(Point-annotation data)
----
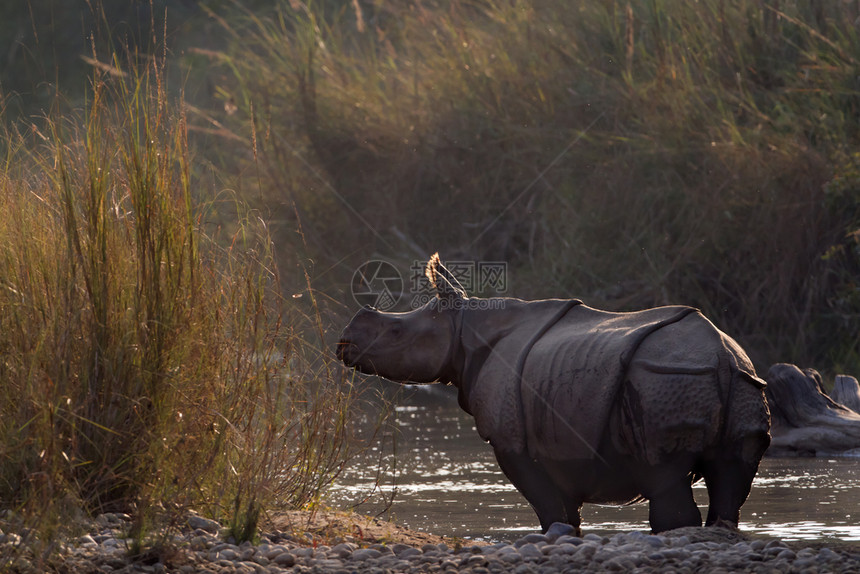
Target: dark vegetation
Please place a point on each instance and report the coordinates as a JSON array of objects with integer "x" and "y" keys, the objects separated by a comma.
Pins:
[{"x": 629, "y": 154}]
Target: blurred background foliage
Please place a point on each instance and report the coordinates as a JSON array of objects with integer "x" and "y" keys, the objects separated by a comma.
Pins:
[
  {"x": 626, "y": 153},
  {"x": 629, "y": 154}
]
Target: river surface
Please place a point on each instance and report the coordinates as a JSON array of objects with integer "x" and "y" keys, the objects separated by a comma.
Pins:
[{"x": 445, "y": 481}]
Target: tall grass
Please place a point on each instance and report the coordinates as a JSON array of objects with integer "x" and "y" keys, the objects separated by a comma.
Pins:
[
  {"x": 148, "y": 365},
  {"x": 630, "y": 154}
]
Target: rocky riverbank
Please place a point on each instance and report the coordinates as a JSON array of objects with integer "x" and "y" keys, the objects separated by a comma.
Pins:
[{"x": 373, "y": 547}]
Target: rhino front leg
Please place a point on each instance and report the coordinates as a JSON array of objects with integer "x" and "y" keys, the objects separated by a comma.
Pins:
[
  {"x": 670, "y": 497},
  {"x": 729, "y": 481},
  {"x": 533, "y": 482}
]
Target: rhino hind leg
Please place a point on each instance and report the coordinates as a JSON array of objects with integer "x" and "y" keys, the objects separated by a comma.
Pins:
[{"x": 533, "y": 482}]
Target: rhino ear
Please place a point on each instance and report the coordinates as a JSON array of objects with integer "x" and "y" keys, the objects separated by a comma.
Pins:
[{"x": 443, "y": 280}]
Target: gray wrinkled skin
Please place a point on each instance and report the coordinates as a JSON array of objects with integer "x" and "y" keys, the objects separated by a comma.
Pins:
[{"x": 582, "y": 405}]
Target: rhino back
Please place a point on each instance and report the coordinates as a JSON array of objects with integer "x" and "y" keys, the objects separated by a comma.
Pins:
[
  {"x": 689, "y": 387},
  {"x": 572, "y": 376}
]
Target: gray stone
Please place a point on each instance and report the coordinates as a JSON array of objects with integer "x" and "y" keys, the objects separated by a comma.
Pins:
[
  {"x": 407, "y": 552},
  {"x": 566, "y": 539},
  {"x": 786, "y": 554},
  {"x": 398, "y": 548},
  {"x": 826, "y": 555},
  {"x": 274, "y": 551},
  {"x": 533, "y": 538},
  {"x": 586, "y": 551},
  {"x": 285, "y": 559},
  {"x": 228, "y": 554},
  {"x": 206, "y": 524},
  {"x": 529, "y": 550},
  {"x": 343, "y": 550},
  {"x": 368, "y": 553}
]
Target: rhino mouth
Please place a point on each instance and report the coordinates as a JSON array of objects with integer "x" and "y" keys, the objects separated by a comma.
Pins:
[{"x": 345, "y": 352}]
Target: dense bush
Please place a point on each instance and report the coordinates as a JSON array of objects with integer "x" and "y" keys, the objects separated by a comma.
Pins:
[
  {"x": 147, "y": 365},
  {"x": 630, "y": 154}
]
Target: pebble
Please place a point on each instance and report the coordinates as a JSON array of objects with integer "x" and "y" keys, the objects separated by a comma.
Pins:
[{"x": 558, "y": 550}]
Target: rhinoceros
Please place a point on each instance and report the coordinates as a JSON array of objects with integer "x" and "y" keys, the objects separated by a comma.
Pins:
[{"x": 582, "y": 405}]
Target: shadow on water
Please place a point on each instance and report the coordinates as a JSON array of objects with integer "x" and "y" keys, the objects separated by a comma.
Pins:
[{"x": 448, "y": 483}]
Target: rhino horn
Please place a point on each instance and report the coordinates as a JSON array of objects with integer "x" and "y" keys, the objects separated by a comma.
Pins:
[{"x": 443, "y": 280}]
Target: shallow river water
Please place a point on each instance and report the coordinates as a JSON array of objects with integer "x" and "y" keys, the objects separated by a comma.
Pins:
[{"x": 447, "y": 482}]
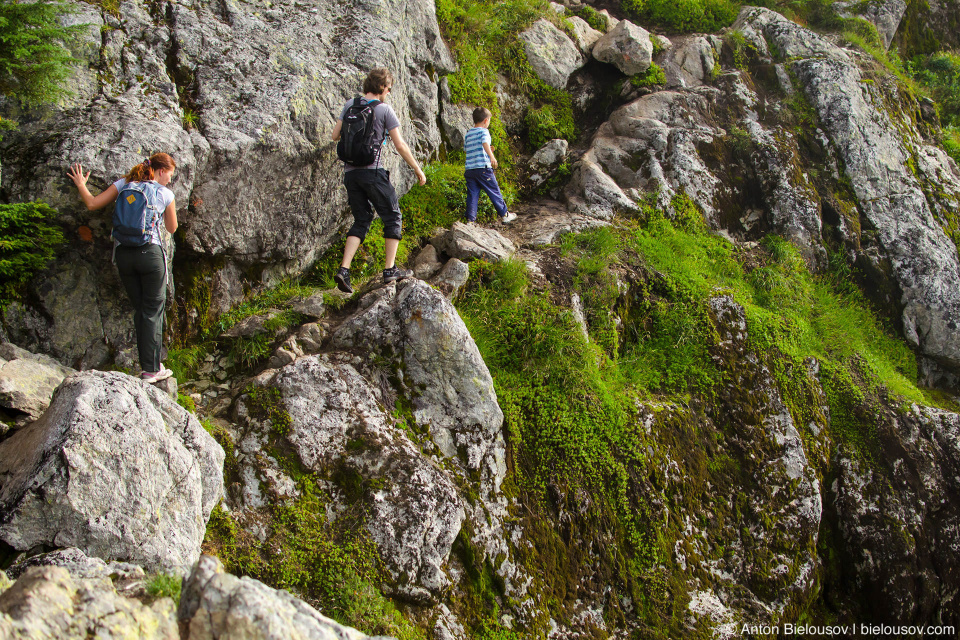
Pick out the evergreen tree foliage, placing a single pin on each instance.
(34, 64)
(27, 243)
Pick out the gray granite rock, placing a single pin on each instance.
(451, 278)
(472, 242)
(215, 604)
(550, 53)
(115, 468)
(27, 381)
(47, 603)
(627, 46)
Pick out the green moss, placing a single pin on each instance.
(333, 566)
(164, 586)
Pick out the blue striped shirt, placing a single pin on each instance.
(477, 158)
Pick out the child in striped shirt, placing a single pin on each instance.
(479, 168)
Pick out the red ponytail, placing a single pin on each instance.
(145, 170)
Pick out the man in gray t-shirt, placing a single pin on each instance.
(370, 185)
(384, 120)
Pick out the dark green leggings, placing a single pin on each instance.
(143, 271)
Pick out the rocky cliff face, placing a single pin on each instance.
(245, 98)
(805, 142)
(784, 491)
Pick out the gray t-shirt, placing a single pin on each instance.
(384, 121)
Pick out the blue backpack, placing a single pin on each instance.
(137, 212)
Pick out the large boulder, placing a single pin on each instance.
(584, 35)
(626, 46)
(898, 516)
(27, 381)
(454, 390)
(47, 603)
(215, 604)
(901, 198)
(231, 91)
(115, 468)
(338, 423)
(865, 171)
(551, 54)
(471, 242)
(691, 61)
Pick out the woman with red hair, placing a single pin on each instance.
(143, 268)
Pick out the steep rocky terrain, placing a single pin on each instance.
(628, 415)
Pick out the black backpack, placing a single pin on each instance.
(357, 146)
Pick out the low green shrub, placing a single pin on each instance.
(939, 73)
(164, 586)
(333, 566)
(684, 16)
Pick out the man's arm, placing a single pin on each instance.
(405, 153)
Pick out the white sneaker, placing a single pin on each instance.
(156, 376)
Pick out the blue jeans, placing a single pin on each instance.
(483, 179)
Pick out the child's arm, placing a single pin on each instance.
(489, 150)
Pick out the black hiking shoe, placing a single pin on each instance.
(393, 273)
(343, 280)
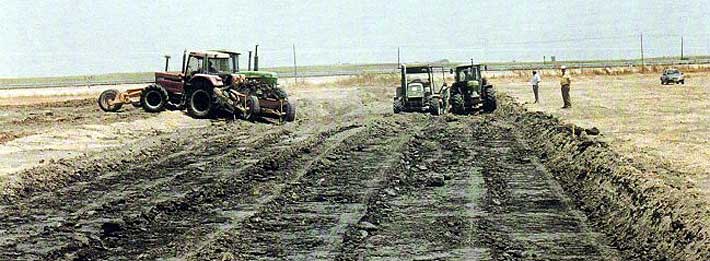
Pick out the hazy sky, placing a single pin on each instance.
(42, 38)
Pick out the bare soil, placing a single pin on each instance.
(348, 180)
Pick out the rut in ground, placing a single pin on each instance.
(394, 187)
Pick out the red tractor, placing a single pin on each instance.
(209, 81)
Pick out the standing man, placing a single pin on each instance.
(565, 82)
(535, 81)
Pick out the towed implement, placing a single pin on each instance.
(209, 81)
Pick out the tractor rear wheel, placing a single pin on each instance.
(435, 107)
(290, 112)
(489, 101)
(253, 109)
(397, 106)
(109, 96)
(200, 103)
(457, 104)
(154, 98)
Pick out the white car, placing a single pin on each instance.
(672, 76)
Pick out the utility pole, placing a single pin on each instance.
(681, 48)
(398, 60)
(295, 67)
(643, 65)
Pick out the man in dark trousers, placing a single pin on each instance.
(535, 82)
(565, 82)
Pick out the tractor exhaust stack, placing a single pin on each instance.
(167, 61)
(256, 58)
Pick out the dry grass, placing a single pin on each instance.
(616, 71)
(666, 125)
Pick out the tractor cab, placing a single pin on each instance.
(471, 90)
(467, 79)
(419, 90)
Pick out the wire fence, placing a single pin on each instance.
(388, 69)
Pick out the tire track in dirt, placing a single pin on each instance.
(310, 216)
(51, 224)
(469, 191)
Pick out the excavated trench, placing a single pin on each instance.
(349, 186)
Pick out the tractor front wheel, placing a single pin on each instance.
(108, 101)
(489, 101)
(253, 109)
(397, 106)
(200, 103)
(154, 98)
(290, 112)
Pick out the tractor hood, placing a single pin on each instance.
(415, 90)
(268, 77)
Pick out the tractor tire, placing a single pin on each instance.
(154, 98)
(280, 93)
(435, 107)
(290, 112)
(200, 103)
(397, 106)
(105, 97)
(253, 109)
(489, 101)
(457, 104)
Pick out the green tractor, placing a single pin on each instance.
(419, 92)
(471, 91)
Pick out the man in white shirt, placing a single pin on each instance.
(535, 81)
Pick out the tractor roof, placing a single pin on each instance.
(226, 51)
(259, 74)
(466, 65)
(209, 54)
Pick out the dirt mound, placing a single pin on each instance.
(639, 208)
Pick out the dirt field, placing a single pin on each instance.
(348, 180)
(658, 124)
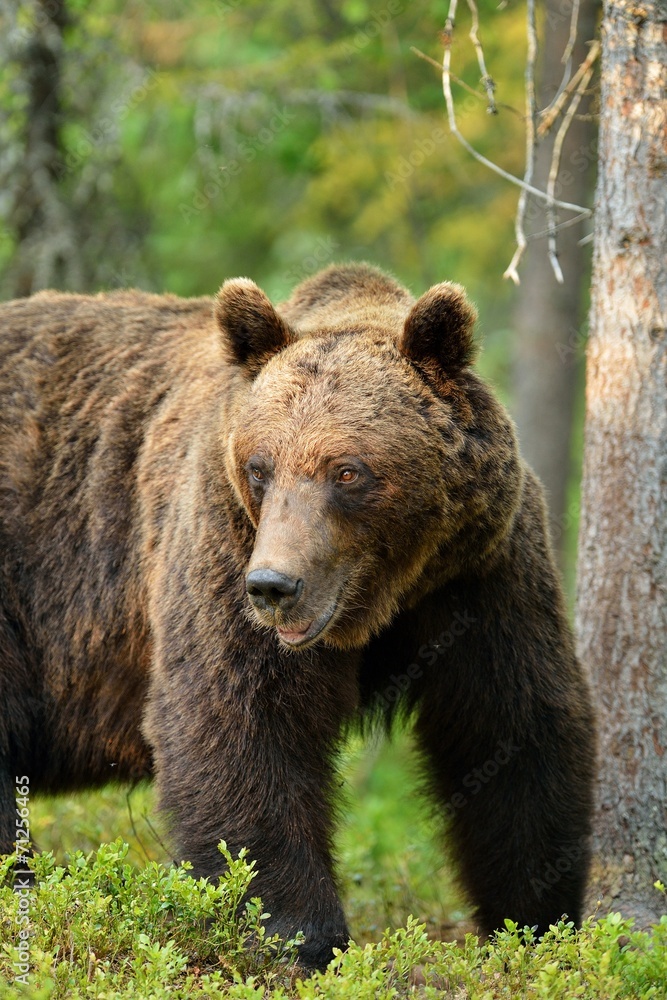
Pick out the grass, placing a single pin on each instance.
(119, 921)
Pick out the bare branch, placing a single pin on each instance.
(512, 271)
(487, 81)
(550, 114)
(451, 117)
(555, 165)
(572, 40)
(463, 84)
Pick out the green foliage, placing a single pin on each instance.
(105, 929)
(113, 925)
(99, 925)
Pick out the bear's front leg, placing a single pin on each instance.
(244, 737)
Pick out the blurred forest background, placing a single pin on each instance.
(169, 145)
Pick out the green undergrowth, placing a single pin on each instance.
(121, 921)
(100, 927)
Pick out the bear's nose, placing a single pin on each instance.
(269, 589)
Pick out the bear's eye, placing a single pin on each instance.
(348, 476)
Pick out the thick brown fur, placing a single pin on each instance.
(228, 532)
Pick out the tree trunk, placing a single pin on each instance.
(622, 586)
(46, 244)
(548, 317)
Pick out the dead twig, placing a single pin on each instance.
(554, 168)
(461, 83)
(451, 118)
(487, 81)
(512, 271)
(550, 114)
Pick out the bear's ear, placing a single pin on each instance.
(437, 336)
(252, 331)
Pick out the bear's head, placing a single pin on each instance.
(372, 462)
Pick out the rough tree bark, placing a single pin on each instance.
(622, 585)
(548, 317)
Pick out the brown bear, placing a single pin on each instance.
(230, 531)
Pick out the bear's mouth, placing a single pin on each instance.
(299, 637)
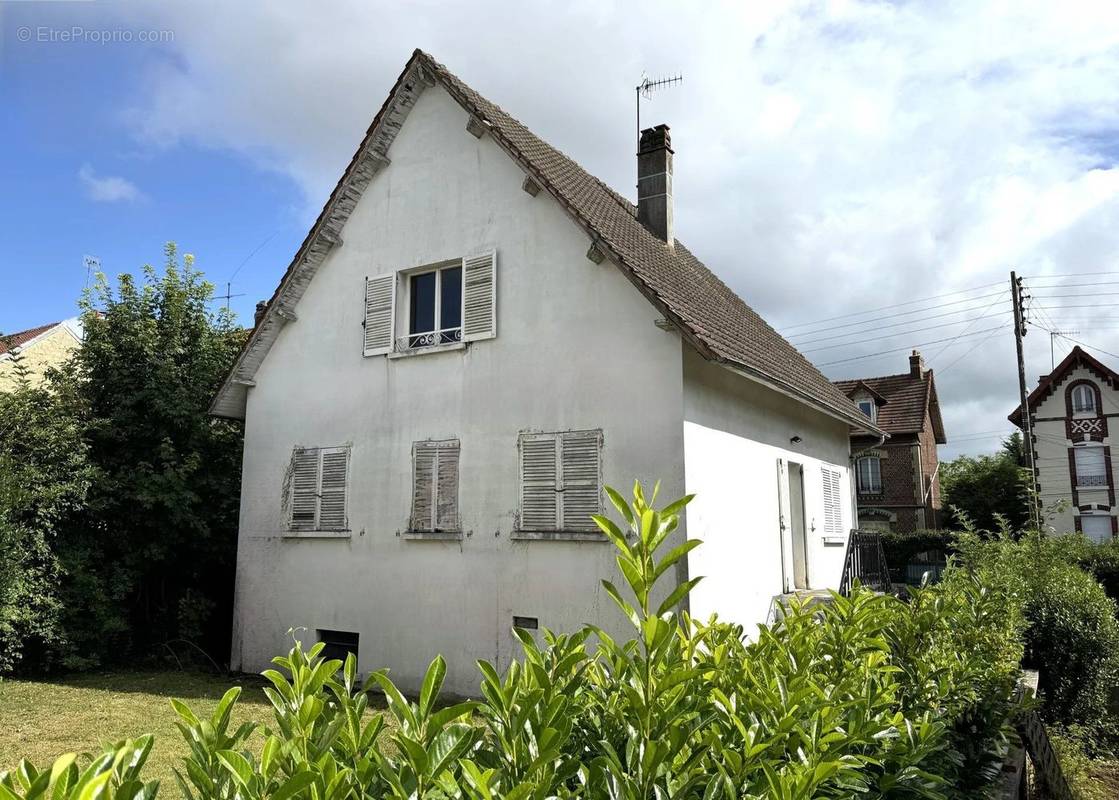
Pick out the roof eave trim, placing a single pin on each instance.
(859, 425)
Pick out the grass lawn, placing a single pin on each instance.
(41, 720)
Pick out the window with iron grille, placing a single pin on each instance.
(1091, 469)
(1083, 400)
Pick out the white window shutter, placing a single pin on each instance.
(304, 489)
(581, 461)
(332, 491)
(479, 297)
(447, 487)
(538, 482)
(833, 504)
(379, 313)
(423, 486)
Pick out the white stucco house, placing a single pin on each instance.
(475, 337)
(1071, 411)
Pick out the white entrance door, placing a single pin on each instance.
(793, 533)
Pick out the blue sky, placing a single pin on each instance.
(66, 107)
(886, 152)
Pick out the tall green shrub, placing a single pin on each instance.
(45, 476)
(866, 697)
(151, 555)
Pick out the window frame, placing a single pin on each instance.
(316, 527)
(563, 528)
(1098, 515)
(408, 341)
(872, 489)
(1096, 481)
(1083, 389)
(432, 530)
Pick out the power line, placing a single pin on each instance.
(985, 313)
(969, 351)
(895, 306)
(902, 349)
(887, 336)
(875, 321)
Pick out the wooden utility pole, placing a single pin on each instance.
(1027, 433)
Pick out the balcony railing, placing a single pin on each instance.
(431, 338)
(865, 562)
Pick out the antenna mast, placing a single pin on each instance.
(646, 88)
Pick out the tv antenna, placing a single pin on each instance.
(228, 294)
(646, 88)
(92, 263)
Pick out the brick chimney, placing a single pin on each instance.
(917, 365)
(655, 182)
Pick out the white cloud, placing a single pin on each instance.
(876, 151)
(107, 188)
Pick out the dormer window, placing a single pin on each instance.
(1083, 400)
(435, 307)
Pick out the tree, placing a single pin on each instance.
(986, 487)
(151, 555)
(44, 479)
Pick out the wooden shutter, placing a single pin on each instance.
(332, 489)
(379, 313)
(423, 486)
(479, 297)
(833, 502)
(447, 487)
(539, 499)
(304, 489)
(580, 485)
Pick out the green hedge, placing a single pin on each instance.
(867, 697)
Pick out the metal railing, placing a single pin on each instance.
(431, 338)
(865, 562)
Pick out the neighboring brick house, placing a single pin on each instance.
(41, 348)
(1071, 412)
(899, 480)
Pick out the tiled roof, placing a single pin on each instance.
(716, 320)
(24, 337)
(905, 402)
(710, 316)
(1049, 383)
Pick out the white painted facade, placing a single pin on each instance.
(576, 347)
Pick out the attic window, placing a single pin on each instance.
(435, 307)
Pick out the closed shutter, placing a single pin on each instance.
(332, 491)
(318, 488)
(423, 486)
(447, 487)
(304, 489)
(833, 504)
(435, 486)
(581, 480)
(479, 297)
(538, 482)
(379, 312)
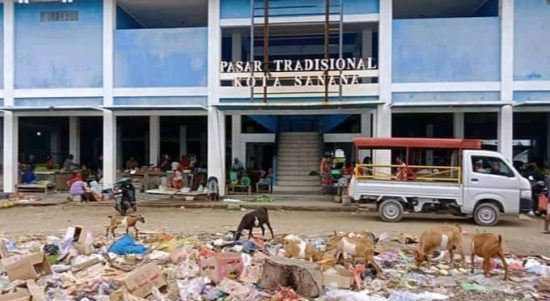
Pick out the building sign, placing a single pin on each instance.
(295, 67)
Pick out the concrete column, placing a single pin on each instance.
(183, 139)
(383, 130)
(505, 131)
(11, 151)
(547, 138)
(458, 125)
(109, 26)
(154, 139)
(74, 138)
(385, 50)
(109, 148)
(236, 46)
(236, 150)
(507, 50)
(216, 146)
(55, 145)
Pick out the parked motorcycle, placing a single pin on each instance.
(540, 196)
(124, 195)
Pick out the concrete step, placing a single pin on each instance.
(296, 190)
(300, 183)
(301, 177)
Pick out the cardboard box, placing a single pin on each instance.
(253, 272)
(140, 282)
(26, 267)
(338, 277)
(221, 266)
(20, 294)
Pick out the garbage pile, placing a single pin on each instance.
(163, 266)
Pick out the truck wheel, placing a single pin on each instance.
(391, 210)
(486, 214)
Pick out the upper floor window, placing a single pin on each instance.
(59, 16)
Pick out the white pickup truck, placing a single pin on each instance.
(483, 186)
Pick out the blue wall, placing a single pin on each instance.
(158, 101)
(412, 97)
(241, 8)
(59, 101)
(161, 57)
(532, 40)
(1, 46)
(522, 96)
(124, 20)
(454, 49)
(59, 54)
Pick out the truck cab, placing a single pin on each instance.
(472, 182)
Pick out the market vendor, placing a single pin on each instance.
(132, 164)
(28, 176)
(49, 163)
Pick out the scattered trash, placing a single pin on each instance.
(164, 266)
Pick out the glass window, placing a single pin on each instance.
(492, 166)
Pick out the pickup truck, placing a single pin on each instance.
(481, 185)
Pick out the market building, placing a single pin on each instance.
(123, 78)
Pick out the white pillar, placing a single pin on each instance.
(458, 125)
(383, 130)
(236, 151)
(55, 145)
(505, 131)
(11, 124)
(109, 148)
(507, 50)
(74, 138)
(547, 159)
(109, 26)
(154, 139)
(366, 49)
(385, 50)
(11, 148)
(236, 46)
(216, 146)
(183, 139)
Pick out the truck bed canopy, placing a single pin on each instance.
(424, 143)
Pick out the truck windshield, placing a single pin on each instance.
(492, 166)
----
Reproduce the entries from the line containing "Pick out the truck wheel, placing" through the end of the entries, both ends included, substituting "street vendor" for "market vendor" and leaving everything else as it is. Give only those lines.

> _Worked solution_
Pick out the truck wheel, placing a single pin on each instance.
(391, 210)
(486, 214)
Pick out the upper floor window, placing a single pin on each instance.
(59, 16)
Pick out the white pickup truck, placing a single pin on each instance.
(483, 186)
Pick out the blue wall, placing a single pin on each instance.
(158, 101)
(412, 97)
(241, 8)
(59, 101)
(161, 57)
(532, 40)
(1, 46)
(522, 96)
(124, 20)
(454, 49)
(59, 54)
Pick out the truck cab, placing a single pin on each instance.
(472, 182)
Pick out the street vendor, placing a single pin on each instance.
(132, 164)
(28, 176)
(49, 163)
Pick out the scattered trash, placing a single pin on each instance.
(164, 266)
Pick out the glass window, placing a single pin on each instance.
(492, 166)
Pick out the pickup truck, placing a single pin on each instance.
(481, 185)
Pick out the market building, placing a single pin on each instance.
(123, 78)
Pick out the white pillar, placing a single pin on each instance.
(458, 125)
(383, 130)
(236, 151)
(55, 145)
(505, 131)
(11, 124)
(109, 148)
(507, 50)
(74, 138)
(547, 159)
(109, 26)
(154, 139)
(366, 49)
(385, 50)
(11, 148)
(236, 46)
(216, 146)
(183, 139)
Pick out the truck bed canopy, placing a single pin on each instance.
(424, 143)
Pick out the truck windshield, placing a single pin on each instance.
(492, 166)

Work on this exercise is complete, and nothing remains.